# What you need to do:
Write out the line with "positive clicks: (99, 116)" and each line after it to the end of the material, exactly as they appear and with nothing else.

# Supplied data:
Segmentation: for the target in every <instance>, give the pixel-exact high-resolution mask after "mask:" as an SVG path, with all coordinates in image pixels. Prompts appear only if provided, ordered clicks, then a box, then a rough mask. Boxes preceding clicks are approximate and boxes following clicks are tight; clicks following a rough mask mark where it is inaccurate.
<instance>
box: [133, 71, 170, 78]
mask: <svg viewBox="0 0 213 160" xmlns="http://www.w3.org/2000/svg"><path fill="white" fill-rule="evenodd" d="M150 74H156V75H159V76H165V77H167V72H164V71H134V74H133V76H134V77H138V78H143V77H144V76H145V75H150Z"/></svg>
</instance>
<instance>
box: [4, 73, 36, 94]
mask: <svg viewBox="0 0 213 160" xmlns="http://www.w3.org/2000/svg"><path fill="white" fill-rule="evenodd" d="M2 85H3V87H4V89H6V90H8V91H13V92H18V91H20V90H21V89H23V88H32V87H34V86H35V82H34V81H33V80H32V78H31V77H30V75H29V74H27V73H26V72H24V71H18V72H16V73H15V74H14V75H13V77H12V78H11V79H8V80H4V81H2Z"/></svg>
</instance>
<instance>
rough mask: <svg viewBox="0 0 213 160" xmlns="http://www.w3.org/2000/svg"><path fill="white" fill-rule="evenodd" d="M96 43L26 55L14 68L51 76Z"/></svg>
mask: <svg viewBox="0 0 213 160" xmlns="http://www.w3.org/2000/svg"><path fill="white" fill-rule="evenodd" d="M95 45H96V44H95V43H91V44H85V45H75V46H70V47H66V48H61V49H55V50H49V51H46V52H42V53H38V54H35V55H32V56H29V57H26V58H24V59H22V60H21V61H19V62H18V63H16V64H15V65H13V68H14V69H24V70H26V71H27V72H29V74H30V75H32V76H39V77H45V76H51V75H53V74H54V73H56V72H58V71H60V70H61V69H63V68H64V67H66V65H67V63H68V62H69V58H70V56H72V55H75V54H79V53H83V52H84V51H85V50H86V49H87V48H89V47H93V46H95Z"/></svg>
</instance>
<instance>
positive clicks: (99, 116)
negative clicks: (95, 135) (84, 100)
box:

# Task response:
positive clicks: (99, 116)
negative clicks: (95, 135) (84, 100)
box:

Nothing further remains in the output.